**DATA RECORDS**
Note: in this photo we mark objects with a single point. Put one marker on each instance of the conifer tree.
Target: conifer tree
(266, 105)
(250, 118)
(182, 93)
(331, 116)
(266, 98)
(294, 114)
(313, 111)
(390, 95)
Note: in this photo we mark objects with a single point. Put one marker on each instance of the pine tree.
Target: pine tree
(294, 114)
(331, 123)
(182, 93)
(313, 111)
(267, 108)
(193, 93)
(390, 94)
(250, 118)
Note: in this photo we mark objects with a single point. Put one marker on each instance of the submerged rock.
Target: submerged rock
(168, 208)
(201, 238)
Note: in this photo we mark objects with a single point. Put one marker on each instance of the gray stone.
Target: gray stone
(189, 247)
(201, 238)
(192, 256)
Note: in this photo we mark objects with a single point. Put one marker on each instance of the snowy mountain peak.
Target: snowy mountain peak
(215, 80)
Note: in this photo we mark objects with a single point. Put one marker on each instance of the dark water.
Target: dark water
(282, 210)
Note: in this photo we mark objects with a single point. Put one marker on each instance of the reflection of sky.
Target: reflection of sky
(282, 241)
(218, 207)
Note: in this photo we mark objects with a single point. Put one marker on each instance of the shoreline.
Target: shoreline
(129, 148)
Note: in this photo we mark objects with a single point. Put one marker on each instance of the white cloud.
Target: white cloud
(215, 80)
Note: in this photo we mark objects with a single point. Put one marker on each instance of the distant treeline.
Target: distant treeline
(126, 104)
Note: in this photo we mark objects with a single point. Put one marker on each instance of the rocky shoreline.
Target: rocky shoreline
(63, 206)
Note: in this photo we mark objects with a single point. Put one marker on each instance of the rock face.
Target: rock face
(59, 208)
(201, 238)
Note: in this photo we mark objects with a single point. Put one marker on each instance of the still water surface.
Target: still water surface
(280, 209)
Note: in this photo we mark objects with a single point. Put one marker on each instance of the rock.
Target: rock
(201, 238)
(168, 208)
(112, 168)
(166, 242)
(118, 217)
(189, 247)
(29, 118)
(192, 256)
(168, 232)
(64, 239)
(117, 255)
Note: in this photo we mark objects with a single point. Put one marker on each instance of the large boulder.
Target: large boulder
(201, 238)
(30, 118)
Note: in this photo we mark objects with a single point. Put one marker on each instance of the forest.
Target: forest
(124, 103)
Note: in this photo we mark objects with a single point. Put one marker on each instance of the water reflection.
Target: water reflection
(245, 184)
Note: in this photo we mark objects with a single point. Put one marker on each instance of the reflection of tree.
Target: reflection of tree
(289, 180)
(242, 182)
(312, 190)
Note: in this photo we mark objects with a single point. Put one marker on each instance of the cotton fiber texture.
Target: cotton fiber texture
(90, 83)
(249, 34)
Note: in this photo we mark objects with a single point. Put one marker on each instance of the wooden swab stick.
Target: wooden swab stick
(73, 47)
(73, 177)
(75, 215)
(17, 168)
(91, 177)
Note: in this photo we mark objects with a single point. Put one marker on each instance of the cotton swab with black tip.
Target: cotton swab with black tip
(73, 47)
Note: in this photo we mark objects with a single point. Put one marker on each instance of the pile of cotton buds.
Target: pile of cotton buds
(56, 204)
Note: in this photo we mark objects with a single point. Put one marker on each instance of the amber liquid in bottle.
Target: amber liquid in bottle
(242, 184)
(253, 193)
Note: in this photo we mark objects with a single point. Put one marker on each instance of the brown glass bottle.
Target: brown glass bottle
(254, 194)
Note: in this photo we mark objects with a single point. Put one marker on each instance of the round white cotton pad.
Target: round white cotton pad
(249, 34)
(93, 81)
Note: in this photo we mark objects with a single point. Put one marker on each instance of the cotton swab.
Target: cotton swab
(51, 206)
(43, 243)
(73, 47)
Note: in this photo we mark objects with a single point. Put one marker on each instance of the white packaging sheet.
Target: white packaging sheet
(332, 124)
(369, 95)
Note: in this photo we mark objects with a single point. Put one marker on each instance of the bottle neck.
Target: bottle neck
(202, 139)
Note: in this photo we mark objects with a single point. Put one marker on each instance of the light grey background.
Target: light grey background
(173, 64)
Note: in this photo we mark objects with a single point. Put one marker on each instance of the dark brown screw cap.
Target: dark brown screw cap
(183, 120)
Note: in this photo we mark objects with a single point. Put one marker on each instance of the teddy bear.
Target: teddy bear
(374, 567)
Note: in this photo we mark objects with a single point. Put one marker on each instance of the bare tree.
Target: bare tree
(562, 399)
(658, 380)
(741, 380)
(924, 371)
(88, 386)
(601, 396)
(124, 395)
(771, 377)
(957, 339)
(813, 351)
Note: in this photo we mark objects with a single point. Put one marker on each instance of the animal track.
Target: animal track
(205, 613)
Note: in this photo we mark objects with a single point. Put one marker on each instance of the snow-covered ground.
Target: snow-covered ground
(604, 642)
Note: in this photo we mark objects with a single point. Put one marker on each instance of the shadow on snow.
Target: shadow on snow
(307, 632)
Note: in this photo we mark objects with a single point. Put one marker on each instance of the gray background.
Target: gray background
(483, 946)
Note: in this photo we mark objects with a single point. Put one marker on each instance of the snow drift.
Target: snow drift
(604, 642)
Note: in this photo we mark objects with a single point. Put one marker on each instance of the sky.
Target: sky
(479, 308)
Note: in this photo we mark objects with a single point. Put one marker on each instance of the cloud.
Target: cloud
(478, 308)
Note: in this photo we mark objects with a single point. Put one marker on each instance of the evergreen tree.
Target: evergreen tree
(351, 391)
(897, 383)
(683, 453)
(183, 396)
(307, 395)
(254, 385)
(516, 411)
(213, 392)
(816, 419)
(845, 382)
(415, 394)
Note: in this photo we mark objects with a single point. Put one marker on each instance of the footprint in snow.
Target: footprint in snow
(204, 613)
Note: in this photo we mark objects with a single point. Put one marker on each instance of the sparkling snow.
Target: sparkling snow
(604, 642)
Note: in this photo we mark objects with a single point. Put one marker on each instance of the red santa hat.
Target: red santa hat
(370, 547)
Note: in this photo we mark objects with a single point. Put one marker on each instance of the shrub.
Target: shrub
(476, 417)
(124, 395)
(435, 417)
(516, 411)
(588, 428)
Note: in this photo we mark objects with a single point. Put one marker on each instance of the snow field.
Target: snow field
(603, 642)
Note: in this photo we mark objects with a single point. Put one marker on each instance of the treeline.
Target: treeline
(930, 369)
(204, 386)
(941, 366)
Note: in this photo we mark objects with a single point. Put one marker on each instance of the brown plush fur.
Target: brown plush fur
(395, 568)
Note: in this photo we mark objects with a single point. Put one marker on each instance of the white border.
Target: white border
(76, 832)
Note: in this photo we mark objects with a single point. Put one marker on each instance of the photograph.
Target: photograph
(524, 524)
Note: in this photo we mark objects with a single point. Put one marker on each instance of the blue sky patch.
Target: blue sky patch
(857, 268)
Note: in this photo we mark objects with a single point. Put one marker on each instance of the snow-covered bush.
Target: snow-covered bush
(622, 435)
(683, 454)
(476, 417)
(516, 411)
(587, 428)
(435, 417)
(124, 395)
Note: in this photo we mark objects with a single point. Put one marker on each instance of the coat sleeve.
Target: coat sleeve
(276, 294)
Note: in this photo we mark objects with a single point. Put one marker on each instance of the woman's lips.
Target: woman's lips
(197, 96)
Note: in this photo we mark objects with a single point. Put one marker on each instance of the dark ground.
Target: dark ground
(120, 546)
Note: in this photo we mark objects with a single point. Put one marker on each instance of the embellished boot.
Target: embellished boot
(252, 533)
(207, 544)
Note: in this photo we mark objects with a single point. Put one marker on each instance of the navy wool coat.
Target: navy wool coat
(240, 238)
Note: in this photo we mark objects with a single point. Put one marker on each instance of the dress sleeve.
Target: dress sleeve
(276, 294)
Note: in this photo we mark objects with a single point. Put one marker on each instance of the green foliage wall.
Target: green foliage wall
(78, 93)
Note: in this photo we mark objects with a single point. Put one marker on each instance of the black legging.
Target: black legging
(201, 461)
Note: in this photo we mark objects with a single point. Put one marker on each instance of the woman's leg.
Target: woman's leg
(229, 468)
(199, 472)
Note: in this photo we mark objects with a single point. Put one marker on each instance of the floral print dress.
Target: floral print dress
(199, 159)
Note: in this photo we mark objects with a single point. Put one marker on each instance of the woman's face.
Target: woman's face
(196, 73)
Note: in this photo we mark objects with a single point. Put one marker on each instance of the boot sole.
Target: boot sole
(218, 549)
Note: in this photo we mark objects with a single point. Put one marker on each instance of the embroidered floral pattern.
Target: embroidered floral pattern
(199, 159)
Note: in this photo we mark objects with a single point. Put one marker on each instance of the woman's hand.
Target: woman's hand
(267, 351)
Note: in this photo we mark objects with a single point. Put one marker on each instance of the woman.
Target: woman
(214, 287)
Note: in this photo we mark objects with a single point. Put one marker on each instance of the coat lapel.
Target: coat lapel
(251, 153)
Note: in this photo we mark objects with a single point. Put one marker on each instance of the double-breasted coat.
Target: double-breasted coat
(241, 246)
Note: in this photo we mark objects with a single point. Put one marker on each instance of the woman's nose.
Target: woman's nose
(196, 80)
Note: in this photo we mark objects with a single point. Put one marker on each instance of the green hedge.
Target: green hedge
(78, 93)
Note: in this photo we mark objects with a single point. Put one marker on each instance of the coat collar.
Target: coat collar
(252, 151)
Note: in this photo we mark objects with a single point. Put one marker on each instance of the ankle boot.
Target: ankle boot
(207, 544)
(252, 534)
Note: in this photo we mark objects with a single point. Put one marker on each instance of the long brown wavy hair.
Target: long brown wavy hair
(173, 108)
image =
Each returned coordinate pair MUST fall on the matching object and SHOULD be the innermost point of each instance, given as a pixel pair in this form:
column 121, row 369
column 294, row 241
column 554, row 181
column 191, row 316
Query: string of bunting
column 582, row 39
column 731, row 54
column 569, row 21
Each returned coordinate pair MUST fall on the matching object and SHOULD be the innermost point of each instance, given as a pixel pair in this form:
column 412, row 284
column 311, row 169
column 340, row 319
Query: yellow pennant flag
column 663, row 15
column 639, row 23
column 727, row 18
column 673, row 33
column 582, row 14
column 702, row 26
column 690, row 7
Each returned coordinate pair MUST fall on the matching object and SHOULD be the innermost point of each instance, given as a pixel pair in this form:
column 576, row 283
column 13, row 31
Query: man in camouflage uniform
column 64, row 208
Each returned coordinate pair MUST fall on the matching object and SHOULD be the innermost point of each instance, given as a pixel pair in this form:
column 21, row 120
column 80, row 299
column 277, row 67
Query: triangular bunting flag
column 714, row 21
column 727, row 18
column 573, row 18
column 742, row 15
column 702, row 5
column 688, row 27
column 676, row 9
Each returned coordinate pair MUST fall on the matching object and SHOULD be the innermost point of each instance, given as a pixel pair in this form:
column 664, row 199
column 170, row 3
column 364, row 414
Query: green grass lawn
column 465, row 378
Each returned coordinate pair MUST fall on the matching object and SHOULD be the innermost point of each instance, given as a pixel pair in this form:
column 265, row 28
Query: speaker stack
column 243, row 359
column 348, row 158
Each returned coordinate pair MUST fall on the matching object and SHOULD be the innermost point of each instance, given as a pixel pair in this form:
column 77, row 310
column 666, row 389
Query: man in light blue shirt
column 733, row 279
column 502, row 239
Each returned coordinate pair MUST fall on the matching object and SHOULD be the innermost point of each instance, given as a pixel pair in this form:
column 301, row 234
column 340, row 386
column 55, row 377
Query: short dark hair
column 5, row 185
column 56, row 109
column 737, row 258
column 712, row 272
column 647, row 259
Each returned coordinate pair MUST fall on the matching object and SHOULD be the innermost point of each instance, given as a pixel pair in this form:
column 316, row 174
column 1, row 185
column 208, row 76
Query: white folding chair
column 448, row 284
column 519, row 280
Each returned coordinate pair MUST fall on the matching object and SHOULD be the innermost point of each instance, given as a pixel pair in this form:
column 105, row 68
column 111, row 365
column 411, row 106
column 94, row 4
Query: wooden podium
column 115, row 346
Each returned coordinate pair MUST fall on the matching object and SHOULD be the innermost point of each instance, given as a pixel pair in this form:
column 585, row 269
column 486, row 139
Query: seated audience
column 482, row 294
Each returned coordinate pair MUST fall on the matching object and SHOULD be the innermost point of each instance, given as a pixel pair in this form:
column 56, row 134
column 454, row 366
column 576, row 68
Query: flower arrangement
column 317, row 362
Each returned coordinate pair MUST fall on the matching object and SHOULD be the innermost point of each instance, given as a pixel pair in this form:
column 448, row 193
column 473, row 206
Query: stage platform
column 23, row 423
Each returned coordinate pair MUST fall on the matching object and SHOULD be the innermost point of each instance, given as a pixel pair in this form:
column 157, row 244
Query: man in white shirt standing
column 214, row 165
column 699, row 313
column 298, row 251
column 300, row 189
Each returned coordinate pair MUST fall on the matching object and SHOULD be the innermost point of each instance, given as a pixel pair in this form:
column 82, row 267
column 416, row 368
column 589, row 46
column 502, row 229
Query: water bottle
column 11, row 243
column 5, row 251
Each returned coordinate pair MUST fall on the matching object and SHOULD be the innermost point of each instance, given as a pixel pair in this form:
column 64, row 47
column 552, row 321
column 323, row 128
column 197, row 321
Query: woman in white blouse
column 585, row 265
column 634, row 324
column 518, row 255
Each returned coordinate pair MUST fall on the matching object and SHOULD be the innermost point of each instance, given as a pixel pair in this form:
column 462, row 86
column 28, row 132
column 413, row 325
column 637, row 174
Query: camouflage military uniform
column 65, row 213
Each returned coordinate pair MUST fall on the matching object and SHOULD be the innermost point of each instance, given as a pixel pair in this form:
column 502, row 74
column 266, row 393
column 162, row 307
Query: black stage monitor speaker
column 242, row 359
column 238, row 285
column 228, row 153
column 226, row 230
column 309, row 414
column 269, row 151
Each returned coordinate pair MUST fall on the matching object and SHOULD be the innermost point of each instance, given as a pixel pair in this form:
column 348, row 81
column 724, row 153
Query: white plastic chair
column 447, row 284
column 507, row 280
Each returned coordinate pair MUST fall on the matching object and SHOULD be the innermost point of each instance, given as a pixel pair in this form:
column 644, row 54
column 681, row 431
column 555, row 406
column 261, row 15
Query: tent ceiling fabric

**GOAL OF THE EXERCISE**
In the records above, the line with "Target: evergreen tree" marks the start and the line with "footprint in snow." marks the end; copy that stretch exactly, both lines included, and nothing else.

**RESPONSE**
Target: evergreen tree
(351, 391)
(897, 383)
(683, 453)
(183, 396)
(307, 395)
(254, 385)
(516, 411)
(213, 392)
(816, 419)
(845, 382)
(415, 394)
Note: in this photo we mark objects with a single point. Put one marker on each instance of the footprint in snow.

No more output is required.